Request |
Answer these questions from the passage on the lower test string section, giving each answer on its own line and labeling it to match:
(a) What does the slotted pipe prevent?
(b) What is used to activate and control the sampler device?
(c) What kind of electronic storage element may the recorders include?

Page |
Referring further to FIG. 2, the lower test string section 21 is illustrated in greater detail. One or more perforating guns 22 may be attached at the lower end of the test string section 21 to create perforations in the production zone 14 and in the storage zone 12. Alternatively, a separate run of a perforating string may be used to create the perforations in the production and storage zones. A slotted pipe 24 is positioned in the test string section 21 underneath the lower packer 36 to prevent larger debris from being produced into the test string 20. The slotted pipe 24 may be part of the main pipe 35 or may be a separate piece connected to the pipe 35. Alternatively, a prepacked or other screen may be used to filter out the debris. Removing debris reduces the chance of larger debris in the test string 20 plugging up the storage zone 12.
The lower test string section 21 may also include a downhole sampler device 68 having samplers to collect fluid samples from the production zone 14. Although shown in FIG. 2 as positioned below the packer 34, further embodiments may have the sampler device 68 positioned above the packer 34. The sampler device 68 may include monophasic downhole samplers that are run in a full-bore carrier, although other types of samplers may be used in further embodiments. The sampler device 68 may be activated and controlled using low-level pressure pulses in the tubing 36 or in the annulus region 19 between the tubing 36 and the casing 18. Downhole control devices that may be activated with low-level pressure pulses are described in U.S. Pat. Nos. 4,896,722; 4,915,168 and Reexamination Certificate B1 4,915,168; 4,856,595; 4,796,699; 4,971,160; and 5,050,675, are hereby incorporated by reference. Low-level pressure pulses from the annulus 19 may be communicated through a conduit that may be ported through the upper packer 34 to the sampler device 68.
Other forms of activation mechanisms may be used. For example, fluid pressure control lines and electrical control lines may be run down the test string 20 to the electrical devices to be controlled. Alternatively, a device such as the one described in connection with FIGS. 6-10 may be used.
The lower test string section 21 may also include pressure and temperature sensors and recorders 66 that are used to collect pressure and temperature data during flow periods and shut-ins of the production zone 14. Recorders 66 may include electronic storage elements, such as integrated circuit memory devices. The sensors and recorders 66 may also be coupled to a downhole power source (e.g., a battery). An adjustable choke device 64 may also be included in the test string 20 to control the flow rate of production fluids from the production zone 14. The adjustable choke device 64 can be adapted to control flow of production fluids from the production zone 14 at a stable rate. The flow rate through the adjustable choke device 64 may be controlled such that the flow of production fluid into the chamber 37 is substantially constant. By maintaining stable flow rate and pressure, more reliable test measurements can be made.

Dataset section |
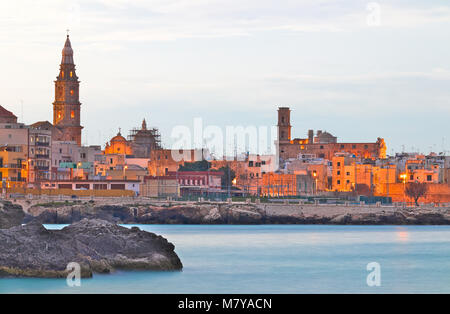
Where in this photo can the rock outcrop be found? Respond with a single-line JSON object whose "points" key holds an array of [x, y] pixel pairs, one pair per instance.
{"points": [[10, 214], [96, 245]]}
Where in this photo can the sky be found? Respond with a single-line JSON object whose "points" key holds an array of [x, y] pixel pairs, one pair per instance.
{"points": [[357, 69]]}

Task answer |
(a) It prevents larger debris from being produced into the test string.
(b) Low-level pressure pulses in the tubing or in the annulus region between the tubing and the casing.
(c) Integrated circuit memory devices.